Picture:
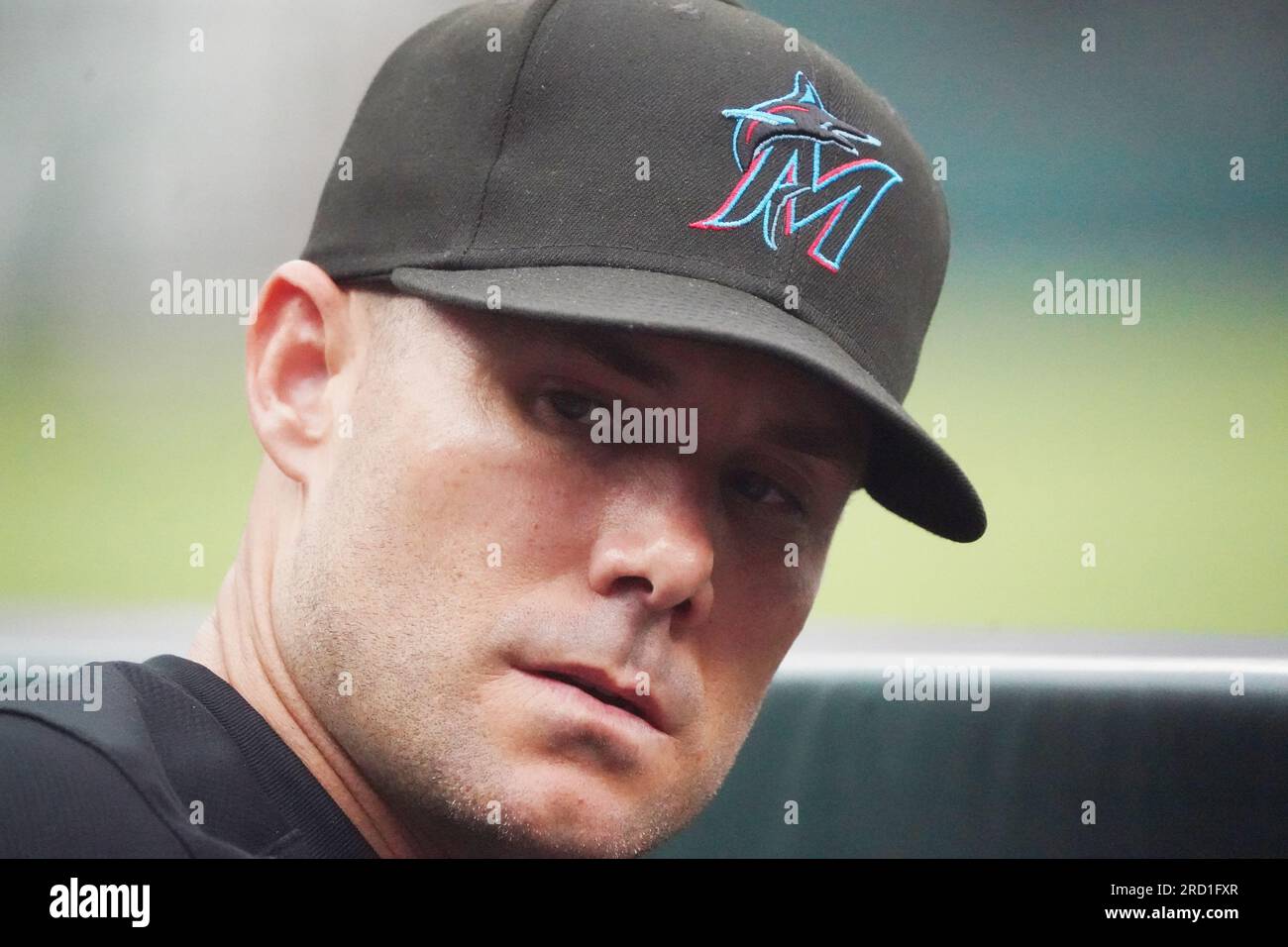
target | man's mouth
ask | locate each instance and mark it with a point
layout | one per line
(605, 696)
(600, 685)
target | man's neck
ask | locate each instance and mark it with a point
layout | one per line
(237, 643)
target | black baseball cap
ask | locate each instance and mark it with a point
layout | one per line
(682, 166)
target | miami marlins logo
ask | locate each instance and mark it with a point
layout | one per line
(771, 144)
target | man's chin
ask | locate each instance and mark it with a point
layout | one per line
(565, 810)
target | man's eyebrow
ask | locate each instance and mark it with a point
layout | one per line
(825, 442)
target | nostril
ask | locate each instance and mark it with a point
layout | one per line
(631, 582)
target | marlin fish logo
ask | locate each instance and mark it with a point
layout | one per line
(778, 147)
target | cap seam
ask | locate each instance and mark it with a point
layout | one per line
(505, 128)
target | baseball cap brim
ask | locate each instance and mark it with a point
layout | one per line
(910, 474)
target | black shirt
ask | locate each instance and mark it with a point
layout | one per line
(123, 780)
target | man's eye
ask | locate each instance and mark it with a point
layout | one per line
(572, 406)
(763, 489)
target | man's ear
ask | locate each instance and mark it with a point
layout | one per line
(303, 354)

▸ **WHAT IS BEING ASKED**: Give back exactly the lines from the line holding "target | man's neck" through the last line of the listing, including both.

▸ **EXERCISE OUTPUT**:
target | man's neck
ask | locate each instance and mark it with a point
layout | one per line
(237, 643)
target | black baseball cap
ask | locate each instance and mark it with a point
layout | one per line
(682, 166)
target | miami marlins logo
ask | locate each instance and mark it with a point
layout | one per line
(771, 144)
target | man's chin
ask | locate each instance and mark it with a point
layout | one per line
(565, 810)
target | man's eyebrow
ask | locate each instance and mark it with a point
layout | one per line
(825, 442)
target | nostril
ask | locate each instance and mark it with a point
layout | one per line
(631, 582)
target | marlin fish logo
ask | locate each instance and mark it with a point
layout | one per line
(778, 147)
target | cap seam
ask | locate each instance and mark it with a point
layout | one per line
(505, 128)
target | baseball cap brim
ask | locate each instance and mark it with a point
layout | one per line
(910, 474)
target | black shirt
ask | locate each instance and mark it with a point
layout | one per line
(123, 780)
target | man's eye
ask | locate each instance and mark it with a point
layout | one per line
(572, 406)
(763, 489)
target | man's ear
ask | locate each instance and mark it with a point
layout | one per line
(303, 354)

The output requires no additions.